TASK STATEMENT — Pick out and copy each line of the data below that contains the string "blue". Case counts.

RECORDS PROVIDED —

--- --- ---

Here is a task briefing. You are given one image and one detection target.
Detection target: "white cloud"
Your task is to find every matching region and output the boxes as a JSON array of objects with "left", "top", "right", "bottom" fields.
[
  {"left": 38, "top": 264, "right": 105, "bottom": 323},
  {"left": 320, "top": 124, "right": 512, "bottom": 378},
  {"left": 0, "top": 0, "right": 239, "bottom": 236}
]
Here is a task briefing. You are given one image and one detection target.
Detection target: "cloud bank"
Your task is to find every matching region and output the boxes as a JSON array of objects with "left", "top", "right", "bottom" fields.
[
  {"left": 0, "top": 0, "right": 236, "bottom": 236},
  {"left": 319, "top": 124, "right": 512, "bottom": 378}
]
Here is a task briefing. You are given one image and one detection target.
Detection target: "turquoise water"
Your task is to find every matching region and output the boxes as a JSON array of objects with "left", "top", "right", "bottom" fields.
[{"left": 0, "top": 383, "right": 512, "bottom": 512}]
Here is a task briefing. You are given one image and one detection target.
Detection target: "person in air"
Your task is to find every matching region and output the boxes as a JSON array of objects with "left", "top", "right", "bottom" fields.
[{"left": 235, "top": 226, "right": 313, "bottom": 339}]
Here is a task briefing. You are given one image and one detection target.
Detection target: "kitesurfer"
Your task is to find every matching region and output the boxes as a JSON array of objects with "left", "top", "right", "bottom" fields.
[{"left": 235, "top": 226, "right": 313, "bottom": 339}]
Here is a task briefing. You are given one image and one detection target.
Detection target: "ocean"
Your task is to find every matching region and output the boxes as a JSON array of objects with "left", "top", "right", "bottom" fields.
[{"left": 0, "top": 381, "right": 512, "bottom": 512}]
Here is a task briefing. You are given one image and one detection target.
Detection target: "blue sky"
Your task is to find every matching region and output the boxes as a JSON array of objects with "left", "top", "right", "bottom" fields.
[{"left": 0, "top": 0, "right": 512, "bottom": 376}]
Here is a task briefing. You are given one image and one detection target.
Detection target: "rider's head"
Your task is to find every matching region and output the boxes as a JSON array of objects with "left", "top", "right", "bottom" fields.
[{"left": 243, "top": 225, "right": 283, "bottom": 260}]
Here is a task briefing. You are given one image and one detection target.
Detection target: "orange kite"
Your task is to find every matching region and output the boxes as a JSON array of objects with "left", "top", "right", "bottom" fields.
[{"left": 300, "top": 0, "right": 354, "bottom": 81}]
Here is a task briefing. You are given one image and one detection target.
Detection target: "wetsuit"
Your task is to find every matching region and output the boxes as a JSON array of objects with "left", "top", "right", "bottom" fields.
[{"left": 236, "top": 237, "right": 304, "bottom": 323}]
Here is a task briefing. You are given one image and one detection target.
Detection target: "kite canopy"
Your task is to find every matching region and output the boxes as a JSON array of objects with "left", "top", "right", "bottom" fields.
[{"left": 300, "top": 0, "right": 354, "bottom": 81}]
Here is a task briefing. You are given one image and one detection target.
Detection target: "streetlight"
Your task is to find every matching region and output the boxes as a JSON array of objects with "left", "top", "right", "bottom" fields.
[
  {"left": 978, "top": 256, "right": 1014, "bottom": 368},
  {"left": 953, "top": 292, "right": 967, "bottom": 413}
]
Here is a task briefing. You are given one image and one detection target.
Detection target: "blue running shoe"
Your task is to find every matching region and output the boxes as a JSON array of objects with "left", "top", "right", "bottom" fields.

--- --- ---

SOLUTION TO THE EXERCISE —
Detection target: "blue sky"
Detection target: "blue running shoe"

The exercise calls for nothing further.